### DIRECTIONS FOR THIS TASK
Start to finish, reproduce the records below with nothing missing.

Start of Block

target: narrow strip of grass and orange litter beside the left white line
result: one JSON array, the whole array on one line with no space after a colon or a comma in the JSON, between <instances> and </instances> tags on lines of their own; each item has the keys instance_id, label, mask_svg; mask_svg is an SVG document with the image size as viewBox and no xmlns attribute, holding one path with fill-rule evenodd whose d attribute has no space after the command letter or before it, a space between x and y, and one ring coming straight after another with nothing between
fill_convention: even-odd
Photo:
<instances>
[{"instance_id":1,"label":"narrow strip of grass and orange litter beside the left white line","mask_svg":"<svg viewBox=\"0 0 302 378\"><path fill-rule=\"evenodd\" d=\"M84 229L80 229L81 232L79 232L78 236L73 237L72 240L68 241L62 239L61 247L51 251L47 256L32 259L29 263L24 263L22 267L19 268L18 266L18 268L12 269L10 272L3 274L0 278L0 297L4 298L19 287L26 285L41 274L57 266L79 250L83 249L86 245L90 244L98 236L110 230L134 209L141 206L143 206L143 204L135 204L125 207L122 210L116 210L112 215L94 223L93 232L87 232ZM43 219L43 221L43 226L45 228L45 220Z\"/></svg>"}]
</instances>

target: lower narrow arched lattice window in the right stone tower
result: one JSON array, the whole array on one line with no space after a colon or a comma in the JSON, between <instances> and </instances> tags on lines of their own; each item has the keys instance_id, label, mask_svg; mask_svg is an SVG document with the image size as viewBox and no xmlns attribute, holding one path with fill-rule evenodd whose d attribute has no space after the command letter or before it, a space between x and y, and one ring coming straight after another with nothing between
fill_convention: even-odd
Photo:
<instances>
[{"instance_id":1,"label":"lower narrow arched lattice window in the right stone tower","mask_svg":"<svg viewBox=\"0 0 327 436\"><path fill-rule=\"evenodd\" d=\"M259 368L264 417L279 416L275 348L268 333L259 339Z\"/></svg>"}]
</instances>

End of Block

### FINAL ANSWER
target: narrow strip of grass and orange litter beside the left white line
result: one JSON array, the whole array on one line with no space after a colon or a comma in the JSON, between <instances> and </instances> tags on lines of their own; each item has the keys instance_id, label, mask_svg; mask_svg is an SVG document with the image size as viewBox and no xmlns attribute, holding one path with fill-rule evenodd whose d attribute has no space after the command letter or before it, a space between x and y, and one ring coming straight after another with nothing between
fill_convention: even-odd
Photo:
<instances>
[{"instance_id":1,"label":"narrow strip of grass and orange litter beside the left white line","mask_svg":"<svg viewBox=\"0 0 302 378\"><path fill-rule=\"evenodd\" d=\"M84 229L80 229L81 232L79 232L78 236L73 237L72 240L68 241L62 239L61 247L51 251L47 256L32 259L29 263L24 263L22 267L19 268L18 266L18 268L12 269L10 272L3 274L0 278L0 297L4 298L19 287L26 285L41 274L57 266L79 250L83 249L86 245L90 244L98 236L110 230L134 209L141 206L143 206L143 204L135 204L125 207L122 210L116 210L112 215L94 223L93 232L87 232ZM43 219L43 221L43 226L45 228L45 220Z\"/></svg>"}]
</instances>

target: lower narrow arched lattice window in the right stone tower
result: one JSON array, the whole array on one line with no space after a colon or a comma in the JSON, between <instances> and </instances> tags on lines of their own; each item has the keys instance_id, label, mask_svg; mask_svg is an SVG document with the image size as viewBox and no xmlns attribute, holding one path with fill-rule evenodd whose d attribute has no space after the command letter or before it, a space between x and y, and one ring coming straight after another with nothing between
fill_convention: even-odd
Photo:
<instances>
[{"instance_id":1,"label":"lower narrow arched lattice window in the right stone tower","mask_svg":"<svg viewBox=\"0 0 327 436\"><path fill-rule=\"evenodd\" d=\"M259 368L264 417L279 416L275 348L268 333L259 339Z\"/></svg>"}]
</instances>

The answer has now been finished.